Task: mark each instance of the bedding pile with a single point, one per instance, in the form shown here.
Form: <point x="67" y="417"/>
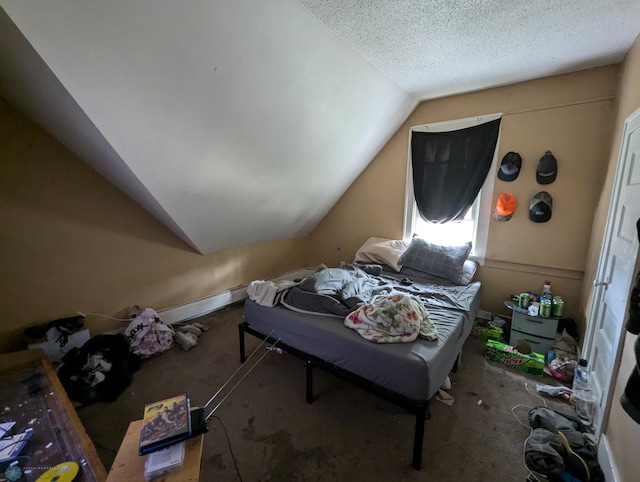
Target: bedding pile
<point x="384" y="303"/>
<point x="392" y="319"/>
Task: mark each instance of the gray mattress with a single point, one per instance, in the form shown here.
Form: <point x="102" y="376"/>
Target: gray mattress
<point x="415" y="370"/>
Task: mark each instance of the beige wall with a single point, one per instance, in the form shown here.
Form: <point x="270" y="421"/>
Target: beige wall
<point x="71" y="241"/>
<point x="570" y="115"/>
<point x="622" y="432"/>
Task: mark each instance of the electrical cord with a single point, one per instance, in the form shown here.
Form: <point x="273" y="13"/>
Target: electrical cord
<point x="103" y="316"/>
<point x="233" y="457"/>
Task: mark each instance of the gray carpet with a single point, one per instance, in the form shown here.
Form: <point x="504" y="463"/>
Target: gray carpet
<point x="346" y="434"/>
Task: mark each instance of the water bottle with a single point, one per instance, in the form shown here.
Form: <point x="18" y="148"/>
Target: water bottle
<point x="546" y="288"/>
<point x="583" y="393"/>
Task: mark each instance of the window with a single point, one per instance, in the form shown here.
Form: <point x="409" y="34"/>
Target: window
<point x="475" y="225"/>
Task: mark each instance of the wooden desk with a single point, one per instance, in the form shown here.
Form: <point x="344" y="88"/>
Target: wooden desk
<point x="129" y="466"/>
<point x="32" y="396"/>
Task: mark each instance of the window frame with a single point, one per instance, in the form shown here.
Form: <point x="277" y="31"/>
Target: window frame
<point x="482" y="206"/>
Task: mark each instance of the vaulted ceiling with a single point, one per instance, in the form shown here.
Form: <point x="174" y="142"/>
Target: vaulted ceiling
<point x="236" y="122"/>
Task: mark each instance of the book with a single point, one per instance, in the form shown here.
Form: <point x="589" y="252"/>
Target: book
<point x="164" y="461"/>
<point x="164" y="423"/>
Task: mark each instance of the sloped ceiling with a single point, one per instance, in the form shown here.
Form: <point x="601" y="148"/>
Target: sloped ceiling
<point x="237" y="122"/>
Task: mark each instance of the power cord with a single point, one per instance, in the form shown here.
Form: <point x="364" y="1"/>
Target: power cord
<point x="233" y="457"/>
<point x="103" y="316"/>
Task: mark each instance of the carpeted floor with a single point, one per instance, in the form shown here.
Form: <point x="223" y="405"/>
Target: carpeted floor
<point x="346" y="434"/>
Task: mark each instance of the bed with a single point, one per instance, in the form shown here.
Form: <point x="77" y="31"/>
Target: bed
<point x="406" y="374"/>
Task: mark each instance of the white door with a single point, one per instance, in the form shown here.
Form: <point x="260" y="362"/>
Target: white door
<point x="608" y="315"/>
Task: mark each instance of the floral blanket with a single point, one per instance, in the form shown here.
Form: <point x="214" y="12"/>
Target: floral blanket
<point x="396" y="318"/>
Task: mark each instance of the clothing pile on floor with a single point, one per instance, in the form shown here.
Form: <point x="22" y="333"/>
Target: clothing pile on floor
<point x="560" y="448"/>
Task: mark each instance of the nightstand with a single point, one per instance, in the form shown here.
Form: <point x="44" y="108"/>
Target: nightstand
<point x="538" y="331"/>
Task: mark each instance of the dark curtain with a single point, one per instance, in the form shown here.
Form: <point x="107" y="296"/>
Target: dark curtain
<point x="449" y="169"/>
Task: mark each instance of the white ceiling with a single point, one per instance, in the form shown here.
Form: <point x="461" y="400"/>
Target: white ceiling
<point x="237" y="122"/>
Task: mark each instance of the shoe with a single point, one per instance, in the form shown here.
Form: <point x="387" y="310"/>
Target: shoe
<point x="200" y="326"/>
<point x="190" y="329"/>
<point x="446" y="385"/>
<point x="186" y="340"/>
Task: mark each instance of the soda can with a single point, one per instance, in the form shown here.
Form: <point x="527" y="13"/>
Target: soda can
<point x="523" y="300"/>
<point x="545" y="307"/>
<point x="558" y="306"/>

- What you should do
The data above must be reproduced exactly, without any of its pictures.

- Task answer
Task: mark each instance of the bedding pile with a single point, one per instance, in the form shown here.
Form: <point x="67" y="417"/>
Target: bedding pile
<point x="384" y="303"/>
<point x="392" y="319"/>
Task: mark each instance of the gray mattress with a single point, one per instance, in the form shown here.
Form: <point x="102" y="376"/>
Target: gray mattress
<point x="415" y="370"/>
Task: mark each instance of the beige wall with a single point, one per instance, in the form shown here.
Form: <point x="270" y="421"/>
Target: beige wall
<point x="71" y="241"/>
<point x="570" y="115"/>
<point x="622" y="432"/>
Task: mark each instance of the electrical cord with a single point, one per instance, in the form shown here.
Form: <point x="273" y="13"/>
Target: electrical cord
<point x="103" y="316"/>
<point x="233" y="457"/>
Task: mark each instance of the gray carpet with a single point, one per instance, in the form shown here.
Form: <point x="504" y="463"/>
Target: gray carpet
<point x="346" y="434"/>
Task: mark each instance of the water bottle with a single point, one per instance, in the form shown here.
Form: <point x="18" y="148"/>
Target: water bottle
<point x="546" y="288"/>
<point x="583" y="393"/>
Task: mark each instance of the window with a single point, one per instance, in the form shown here.
Form: <point x="409" y="34"/>
Target: window
<point x="475" y="225"/>
Task: mark each instance of the wooden desk with a single point, one per instance, in the form shown here.
Form: <point x="344" y="88"/>
Target: wooden desk
<point x="129" y="466"/>
<point x="32" y="396"/>
Task: mark each instance of the window frame with a single point, one per instance, in the form shown here.
Form: <point x="277" y="31"/>
Target: window frame
<point x="482" y="206"/>
Task: mark each instance of the vaulted ceiling with a single point, one per instance, in the form shown here.
Form: <point x="174" y="142"/>
Target: vaulted ceiling
<point x="236" y="122"/>
Task: mark each instance of the book with a single point, one per instance, in the form shown here.
Form: <point x="589" y="252"/>
Target: book
<point x="164" y="461"/>
<point x="164" y="423"/>
Task: mark each instance of the sloped ceiling with a single point, one per instance, in the form shown here.
Form: <point x="601" y="148"/>
Target: sloped ceiling
<point x="237" y="122"/>
Task: mark each instance of the power cord with a single point, one per instance, in the form shown here.
Form: <point x="364" y="1"/>
Target: power cord
<point x="233" y="457"/>
<point x="103" y="316"/>
Task: mark each instance of the carpeted floor with a single point, one per instance, in the form shown here.
Form: <point x="223" y="405"/>
Target: carpeted floor
<point x="346" y="434"/>
Task: mark each instance of the bed with a single point, one per instance, in the form shown here.
Form: <point x="77" y="31"/>
Target: bed
<point x="406" y="374"/>
Task: mark each instance of the white door with a single point, one per instance, in the form shown here.
Form: <point x="260" y="362"/>
Target: white door
<point x="608" y="315"/>
Task: mark each instance of the floral blanket with a single point, one per instance, in the form shown here.
Form: <point x="214" y="12"/>
Target: floral blanket
<point x="396" y="318"/>
Task: mark each instance of the clothing pile on floor with a single point, one per instance, in the form shown here.
Form: <point x="22" y="333"/>
Target: clothing pile on floor
<point x="560" y="448"/>
Task: mark each instance of the nightstand with a single point, one per instance, in the form shown here.
Form: <point x="44" y="108"/>
Target: nightstand
<point x="538" y="331"/>
Task: mark each instance of the dark curtain with a single point, one per instance, in the form shown here.
Form: <point x="107" y="296"/>
Target: dark curtain
<point x="449" y="169"/>
Task: mark each instance of the white ceiling with a single point, one per instance, in the form shown here.
Form: <point x="461" y="400"/>
Target: white ceiling
<point x="237" y="122"/>
Task: mark each instance of the shoe with a single point, one per instance, in the form shown here.
Form: <point x="387" y="310"/>
Target: shoe
<point x="200" y="326"/>
<point x="190" y="329"/>
<point x="446" y="385"/>
<point x="186" y="340"/>
Task: mark each instance of the soda can with a single point, one per instance, in the form shown here.
Form: <point x="527" y="13"/>
Target: soda can
<point x="523" y="300"/>
<point x="545" y="307"/>
<point x="558" y="306"/>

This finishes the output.